TEXT FOR ANALYSIS -
▶

Silver linings and more

Took me a while to like this song but now it plays in my head every now and then.

It feels like a long time since I posted anything, but actually it was only one week. So, first week of IM. Not too bad hahaha. I like it so far despite my inadequacies. I like it for the people mostly – for the patient doctors and the friendly patients. I’m also glad I’m making more friends in this posting too. And it’s even better when we can work well together. 🙂

Furthermore there is no EOPT so I feel like I’m really doing everything because I want to be good in it in the future, 8 weeks and beyond. Be it procedures or write-ups, I’m doing them because I want to be familiar with them and hopefully not be burdened by them when I work in the future. Well, presenting cases is more for exams though. Guess it plays a role when I work too so… oh well.

GS results were released too. As usual I’m at the peak of the curve (the results usually end up in a normal distribution somehow). And it’s ok. I think all that matters is that I already put in effort. 🙂 That actually sounds like something SY would say if I told her about it.

Today turned out better than expected. I was contemplating if I should go back to the hospital to clerk another case for RJ. My partner managed to persuade me and so I managed to drag my lazy bones across the country haha. Studied in school after that with a few interesting conversations in between, plus an ECG mini-tutorial by a schoolmate after that. It was way more fruitful than I imagined. Shall hopefully finish up the ECG book tomorrow. This is the first time peer pressure had a positive effect hahaha.

I guess good things always come by when you least expect it. Like the nurse pushing in the ECG trolley while you were behind the curtains with a patient so tadah chance to do ECG. Or randomly getting an ECG tutorial. Or meeting all the nice staff and patients, who patiently let you do stuff so that you can learn. Or finding out that someone has more things in common with you than you think, and therefore click easily with. Life has been kind, and I think it’s a reminder to return the good to the people around.

Ok fuel running extremely low now so I dont think I’ll be coherent if I continue. Maybe another time.

◀

ENTRIES SHOWN -
▶

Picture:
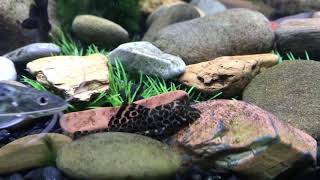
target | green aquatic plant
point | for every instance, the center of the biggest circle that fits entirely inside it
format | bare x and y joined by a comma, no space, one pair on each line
124,12
290,57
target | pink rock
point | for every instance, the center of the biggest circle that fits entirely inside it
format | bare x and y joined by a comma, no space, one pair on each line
244,138
274,25
99,118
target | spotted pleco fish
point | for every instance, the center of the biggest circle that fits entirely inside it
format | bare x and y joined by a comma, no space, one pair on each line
160,122
18,104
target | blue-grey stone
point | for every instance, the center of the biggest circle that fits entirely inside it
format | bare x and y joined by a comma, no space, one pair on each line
146,58
7,70
33,51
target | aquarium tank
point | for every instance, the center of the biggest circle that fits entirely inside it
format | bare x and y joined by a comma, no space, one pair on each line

◀

WORK ORDER -
Decide whether each statement agrees with the blog post, answering yes or no and quoting the words that settle it: (a) The writer found the first week of IM not too bad. (b) This posting includes an EOPT. (c) The writer went back to the hospital today without needing to be persuaded. The data here come from a different source than the blog post.

ANSWER SPACE -
(a) Yes: "So, first week of IM. Not too bad hahaha."
(b) No: "Furthermore there is no EOPT"
(c) No: "My partner managed to persuade me and so I managed to drag my lazy bones across the country haha."